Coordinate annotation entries
☆ ☆ ☆ ☆ ☆ ☆ ☆
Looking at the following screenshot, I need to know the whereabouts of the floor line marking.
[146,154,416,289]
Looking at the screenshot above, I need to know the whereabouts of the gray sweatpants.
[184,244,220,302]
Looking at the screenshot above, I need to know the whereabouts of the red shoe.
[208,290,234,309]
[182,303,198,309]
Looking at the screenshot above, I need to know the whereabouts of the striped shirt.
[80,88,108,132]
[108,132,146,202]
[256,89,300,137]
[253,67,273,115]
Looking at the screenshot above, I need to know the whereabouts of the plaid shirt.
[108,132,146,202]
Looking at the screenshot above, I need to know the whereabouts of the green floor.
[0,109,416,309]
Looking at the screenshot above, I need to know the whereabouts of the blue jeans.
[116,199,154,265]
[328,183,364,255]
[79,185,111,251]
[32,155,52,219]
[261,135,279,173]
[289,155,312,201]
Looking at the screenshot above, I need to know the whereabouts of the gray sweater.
☆ ☆ ☆ ☆ ☆ ☆ ☆
The problem
Repeat the entries word for word, starting at the line that contains "the green floor." and continuing through the final line of the entries.

Exercise response
Looking at the screenshot above, I need to know the whereabouts of the green floor.
[0,109,416,309]
Looking at the screenshot above, I need to know the whereabouts of the blue jeans.
[116,199,154,265]
[328,183,364,255]
[79,185,111,251]
[32,155,52,219]
[261,135,279,173]
[289,155,312,201]
Looking at the screenshot above, I need to know the whereabouts of the gray sweater.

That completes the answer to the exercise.